- _Objective A_:
From the listing that follows the forum thread, return every line containing the string "leather".

# Possibility of podcasts detailing UNIX/FreeBSD history?



## retrogamer (Aug 3, 2014)

I thought I would bring this up, as I recently listened to the full run of Carl Malamud's Geek of the Week podcasts.  http://town.hall.org/radio/Geek/  These are being used as examples of prior art in the EFF and Adam Carolla's efforts to invalidate some of Personal Audio's patents.  https://www.techdirt.com/articles/20130 ... orks.shtml  They were quite informative to me, as someone born in the 80's, anyway.  At the same time, I've also enjoyed reading Rudd Canaday's blog, especially as it relates to his time at Bell Labs.  http://ruddcanaday.com/blog/

So, what this brings me to, is this:  A lot of people involved with the early days of UNIX and the early days of BSD are getting older, and chances to interview them will become more limited.  As much as I enjoy TWIT, BSDTalk, BSD Now, etc. style podcasts, it seems to me interview-style podcasts that documented a lot of the history that could gradually be lost would be worthwhile. As far as I know, no one is producing content like that at the moment.  Just a random thought I had, I have no clue as to how many people aside from me would enjoy something like this.  I know you could say "Why don't you do it?", but I'm just a FreeBSD user, not at all qualified to undertake something like this, so I thought I'd just throw it out there.

[Records of labeled points]
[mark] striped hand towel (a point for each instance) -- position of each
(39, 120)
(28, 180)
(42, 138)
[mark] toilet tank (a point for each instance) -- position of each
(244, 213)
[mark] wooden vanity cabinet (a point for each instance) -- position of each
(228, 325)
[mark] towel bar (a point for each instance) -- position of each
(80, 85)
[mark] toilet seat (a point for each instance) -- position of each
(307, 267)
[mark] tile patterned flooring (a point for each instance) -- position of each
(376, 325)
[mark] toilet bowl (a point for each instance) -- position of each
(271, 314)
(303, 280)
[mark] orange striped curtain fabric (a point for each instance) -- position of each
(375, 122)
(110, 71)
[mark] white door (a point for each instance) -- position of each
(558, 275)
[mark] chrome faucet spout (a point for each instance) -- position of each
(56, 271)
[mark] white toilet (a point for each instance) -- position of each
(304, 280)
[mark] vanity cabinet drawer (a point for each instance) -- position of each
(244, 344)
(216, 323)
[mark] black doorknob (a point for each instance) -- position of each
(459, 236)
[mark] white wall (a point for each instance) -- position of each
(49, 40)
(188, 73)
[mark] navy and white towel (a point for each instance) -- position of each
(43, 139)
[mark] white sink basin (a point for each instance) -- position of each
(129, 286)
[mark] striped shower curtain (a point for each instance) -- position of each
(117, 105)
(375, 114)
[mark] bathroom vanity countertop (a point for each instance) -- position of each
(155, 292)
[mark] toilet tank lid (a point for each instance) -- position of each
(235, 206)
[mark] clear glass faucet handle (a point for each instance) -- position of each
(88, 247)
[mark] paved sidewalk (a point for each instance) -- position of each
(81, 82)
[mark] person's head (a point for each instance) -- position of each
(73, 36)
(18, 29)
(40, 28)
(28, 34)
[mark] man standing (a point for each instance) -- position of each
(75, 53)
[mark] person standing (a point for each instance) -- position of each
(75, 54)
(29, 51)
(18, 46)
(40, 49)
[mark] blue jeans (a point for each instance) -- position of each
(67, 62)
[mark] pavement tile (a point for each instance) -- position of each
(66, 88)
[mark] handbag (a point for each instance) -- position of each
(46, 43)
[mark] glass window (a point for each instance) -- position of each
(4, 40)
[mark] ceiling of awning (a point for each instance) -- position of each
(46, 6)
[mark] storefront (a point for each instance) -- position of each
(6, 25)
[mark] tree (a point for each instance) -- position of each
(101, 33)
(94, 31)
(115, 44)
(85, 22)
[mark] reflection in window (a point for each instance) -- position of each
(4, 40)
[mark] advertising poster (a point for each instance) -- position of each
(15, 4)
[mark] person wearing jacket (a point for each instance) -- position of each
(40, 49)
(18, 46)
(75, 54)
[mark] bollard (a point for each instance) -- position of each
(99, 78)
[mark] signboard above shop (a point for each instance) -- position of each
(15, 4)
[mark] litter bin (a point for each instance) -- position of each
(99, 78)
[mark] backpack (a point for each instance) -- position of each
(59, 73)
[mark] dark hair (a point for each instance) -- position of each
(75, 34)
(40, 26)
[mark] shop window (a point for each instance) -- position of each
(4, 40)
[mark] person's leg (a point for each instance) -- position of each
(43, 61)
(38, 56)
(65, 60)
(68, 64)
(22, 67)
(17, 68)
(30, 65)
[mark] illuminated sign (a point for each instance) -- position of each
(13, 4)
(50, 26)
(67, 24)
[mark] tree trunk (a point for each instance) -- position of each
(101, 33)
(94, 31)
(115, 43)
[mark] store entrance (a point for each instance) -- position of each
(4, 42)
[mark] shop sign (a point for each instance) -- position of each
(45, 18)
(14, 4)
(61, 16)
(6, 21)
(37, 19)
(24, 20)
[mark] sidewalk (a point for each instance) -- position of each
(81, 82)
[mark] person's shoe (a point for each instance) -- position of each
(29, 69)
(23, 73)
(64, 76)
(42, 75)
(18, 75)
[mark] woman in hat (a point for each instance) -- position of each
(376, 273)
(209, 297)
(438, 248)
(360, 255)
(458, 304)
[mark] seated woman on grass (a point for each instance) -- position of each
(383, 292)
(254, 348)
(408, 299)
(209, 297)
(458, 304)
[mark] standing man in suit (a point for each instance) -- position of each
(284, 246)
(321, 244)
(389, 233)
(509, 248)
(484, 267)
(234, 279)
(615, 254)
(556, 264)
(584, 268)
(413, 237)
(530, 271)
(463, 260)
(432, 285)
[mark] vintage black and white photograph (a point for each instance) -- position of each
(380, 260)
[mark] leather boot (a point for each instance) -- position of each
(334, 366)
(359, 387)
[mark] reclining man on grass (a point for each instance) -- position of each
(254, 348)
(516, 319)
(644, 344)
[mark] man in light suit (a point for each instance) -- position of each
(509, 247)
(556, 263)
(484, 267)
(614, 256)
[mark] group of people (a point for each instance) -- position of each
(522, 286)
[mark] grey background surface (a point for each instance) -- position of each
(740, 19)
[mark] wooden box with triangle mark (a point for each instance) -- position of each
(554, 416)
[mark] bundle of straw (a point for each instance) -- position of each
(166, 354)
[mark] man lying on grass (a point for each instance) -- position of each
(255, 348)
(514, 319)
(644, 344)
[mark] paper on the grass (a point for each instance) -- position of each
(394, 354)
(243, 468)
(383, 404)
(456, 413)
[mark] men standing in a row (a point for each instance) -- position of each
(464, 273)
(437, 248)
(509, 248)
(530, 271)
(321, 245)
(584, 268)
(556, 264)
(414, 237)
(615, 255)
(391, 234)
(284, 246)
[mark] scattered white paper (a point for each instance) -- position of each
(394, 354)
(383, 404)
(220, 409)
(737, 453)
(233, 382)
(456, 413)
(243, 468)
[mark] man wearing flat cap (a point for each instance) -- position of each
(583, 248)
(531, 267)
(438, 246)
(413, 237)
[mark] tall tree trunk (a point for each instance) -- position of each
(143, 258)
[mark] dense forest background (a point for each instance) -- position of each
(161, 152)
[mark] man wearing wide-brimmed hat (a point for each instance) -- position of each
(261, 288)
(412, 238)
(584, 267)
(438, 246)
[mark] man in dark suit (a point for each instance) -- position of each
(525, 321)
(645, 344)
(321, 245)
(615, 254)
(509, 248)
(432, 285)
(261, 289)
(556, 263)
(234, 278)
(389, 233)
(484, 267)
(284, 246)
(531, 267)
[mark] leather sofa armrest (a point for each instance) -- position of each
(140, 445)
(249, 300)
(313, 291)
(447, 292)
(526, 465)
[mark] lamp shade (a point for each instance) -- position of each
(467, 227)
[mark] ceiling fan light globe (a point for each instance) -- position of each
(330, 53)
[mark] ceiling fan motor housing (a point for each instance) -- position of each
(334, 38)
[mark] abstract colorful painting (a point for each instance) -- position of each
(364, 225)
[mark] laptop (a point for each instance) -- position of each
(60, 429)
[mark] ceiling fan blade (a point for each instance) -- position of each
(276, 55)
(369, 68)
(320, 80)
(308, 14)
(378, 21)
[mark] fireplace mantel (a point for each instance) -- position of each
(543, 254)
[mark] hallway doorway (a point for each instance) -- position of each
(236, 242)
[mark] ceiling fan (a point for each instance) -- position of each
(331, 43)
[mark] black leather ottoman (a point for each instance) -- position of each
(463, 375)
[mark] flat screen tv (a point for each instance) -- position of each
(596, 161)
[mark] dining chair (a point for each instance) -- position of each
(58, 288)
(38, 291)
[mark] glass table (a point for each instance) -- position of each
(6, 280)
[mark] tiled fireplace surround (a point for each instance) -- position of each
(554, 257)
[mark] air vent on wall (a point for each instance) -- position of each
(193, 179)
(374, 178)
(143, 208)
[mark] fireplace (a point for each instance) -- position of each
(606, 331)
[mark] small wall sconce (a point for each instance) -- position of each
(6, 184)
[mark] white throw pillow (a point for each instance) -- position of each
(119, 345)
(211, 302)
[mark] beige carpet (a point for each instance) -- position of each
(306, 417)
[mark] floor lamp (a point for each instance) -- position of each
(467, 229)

* * *

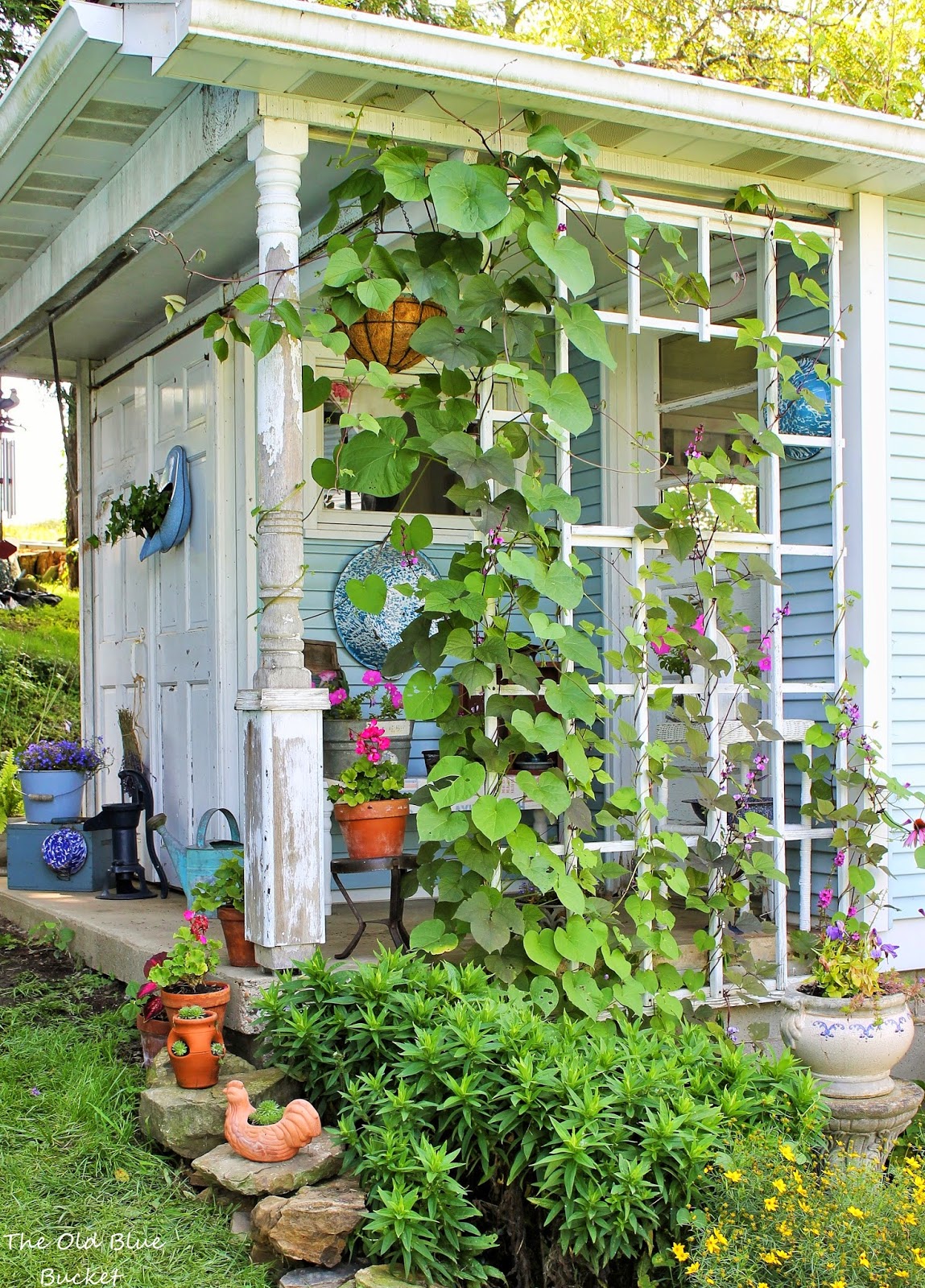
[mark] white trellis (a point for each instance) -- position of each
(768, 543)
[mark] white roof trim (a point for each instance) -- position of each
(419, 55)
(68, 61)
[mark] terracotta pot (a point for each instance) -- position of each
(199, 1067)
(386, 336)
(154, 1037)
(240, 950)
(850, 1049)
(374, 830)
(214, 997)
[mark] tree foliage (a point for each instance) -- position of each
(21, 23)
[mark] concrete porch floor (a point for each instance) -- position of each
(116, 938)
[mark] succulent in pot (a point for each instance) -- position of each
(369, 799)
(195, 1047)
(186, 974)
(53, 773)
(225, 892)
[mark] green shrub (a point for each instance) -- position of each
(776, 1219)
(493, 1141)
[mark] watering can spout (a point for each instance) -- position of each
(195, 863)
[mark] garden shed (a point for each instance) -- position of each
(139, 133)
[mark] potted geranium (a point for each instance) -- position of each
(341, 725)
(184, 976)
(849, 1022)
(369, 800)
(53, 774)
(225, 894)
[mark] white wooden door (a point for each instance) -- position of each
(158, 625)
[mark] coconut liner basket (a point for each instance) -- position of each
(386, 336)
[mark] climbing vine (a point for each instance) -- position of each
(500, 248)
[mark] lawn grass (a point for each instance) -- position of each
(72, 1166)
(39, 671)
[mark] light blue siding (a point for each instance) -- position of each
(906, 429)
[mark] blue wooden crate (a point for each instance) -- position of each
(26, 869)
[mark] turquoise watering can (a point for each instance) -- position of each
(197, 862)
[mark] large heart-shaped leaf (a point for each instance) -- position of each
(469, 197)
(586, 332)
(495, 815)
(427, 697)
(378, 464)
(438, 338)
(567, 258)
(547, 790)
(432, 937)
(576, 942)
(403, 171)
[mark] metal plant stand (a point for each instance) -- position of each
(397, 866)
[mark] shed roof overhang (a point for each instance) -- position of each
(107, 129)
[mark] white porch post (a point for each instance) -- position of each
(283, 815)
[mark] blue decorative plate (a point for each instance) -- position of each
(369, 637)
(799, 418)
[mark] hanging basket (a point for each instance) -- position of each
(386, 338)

* * *

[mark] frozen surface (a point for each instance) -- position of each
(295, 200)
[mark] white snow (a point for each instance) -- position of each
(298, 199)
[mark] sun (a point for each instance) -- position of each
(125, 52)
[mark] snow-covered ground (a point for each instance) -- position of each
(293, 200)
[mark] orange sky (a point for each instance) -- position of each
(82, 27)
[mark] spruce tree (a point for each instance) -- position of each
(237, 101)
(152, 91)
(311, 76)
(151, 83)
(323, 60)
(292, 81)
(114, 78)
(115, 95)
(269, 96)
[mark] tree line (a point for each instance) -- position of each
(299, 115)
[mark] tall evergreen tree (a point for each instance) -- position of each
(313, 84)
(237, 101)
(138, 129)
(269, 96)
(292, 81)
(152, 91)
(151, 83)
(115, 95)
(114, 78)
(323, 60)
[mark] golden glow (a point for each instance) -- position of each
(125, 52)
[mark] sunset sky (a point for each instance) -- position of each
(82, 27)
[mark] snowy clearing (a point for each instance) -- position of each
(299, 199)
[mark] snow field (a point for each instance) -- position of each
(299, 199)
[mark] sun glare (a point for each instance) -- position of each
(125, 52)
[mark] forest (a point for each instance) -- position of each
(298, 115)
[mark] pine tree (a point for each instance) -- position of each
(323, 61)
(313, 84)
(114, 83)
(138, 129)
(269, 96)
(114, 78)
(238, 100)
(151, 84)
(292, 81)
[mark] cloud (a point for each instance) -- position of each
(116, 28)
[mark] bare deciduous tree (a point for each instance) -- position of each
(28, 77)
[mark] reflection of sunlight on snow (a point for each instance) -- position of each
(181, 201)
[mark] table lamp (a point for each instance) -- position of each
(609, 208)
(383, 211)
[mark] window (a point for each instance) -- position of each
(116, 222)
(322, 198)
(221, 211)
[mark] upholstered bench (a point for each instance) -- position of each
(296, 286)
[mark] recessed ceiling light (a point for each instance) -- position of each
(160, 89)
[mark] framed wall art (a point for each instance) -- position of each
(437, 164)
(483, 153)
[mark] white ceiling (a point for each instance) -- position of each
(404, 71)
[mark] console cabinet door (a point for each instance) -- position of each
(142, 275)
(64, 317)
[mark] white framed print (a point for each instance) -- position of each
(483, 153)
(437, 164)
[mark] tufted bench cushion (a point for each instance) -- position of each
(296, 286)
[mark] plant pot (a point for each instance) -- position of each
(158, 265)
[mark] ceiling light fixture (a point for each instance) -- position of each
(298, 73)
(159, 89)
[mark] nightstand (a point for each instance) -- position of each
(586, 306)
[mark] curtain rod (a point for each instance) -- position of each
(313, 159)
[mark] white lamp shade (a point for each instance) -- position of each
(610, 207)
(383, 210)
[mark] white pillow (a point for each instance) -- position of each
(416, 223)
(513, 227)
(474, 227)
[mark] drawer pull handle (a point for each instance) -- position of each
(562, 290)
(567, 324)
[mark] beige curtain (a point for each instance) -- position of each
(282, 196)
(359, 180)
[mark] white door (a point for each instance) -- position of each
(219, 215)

- _Objective B_:
Return the passage of the forum thread on UNIX history podcasts starting at "So, what this" and ending at "it out there.", reproducing it verbatim.

- _Written reply A_:
[mark] leather boot (a point for each instance) -- position of each
[mark] leather sofa armrest (a point for each instance) -- position of each
[mark] black leather ottoman (a point for each instance) -- position of each

- _Written reply B_:
So, what this brings me to, is this:  A lot of people involved with the early days of UNIX and the early days of BSD are getting older, and chances to interview them will become more limited.  As much as I enjoy TWIT, BSDTalk, BSD Now, etc. style podcasts, it seems to me interview-style podcasts that documented a lot of the history that could gradually be lost would be worthwhile. As far as I know, no one is producing content like that at the moment.  Just a random thought I had, I have no clue as to how many people aside from me would enjoy something like this.  I know you could say "Why don't you do it?", but I'm just a FreeBSD user, not at all qualified to undertake something like this, so I thought I'd just throw it out there.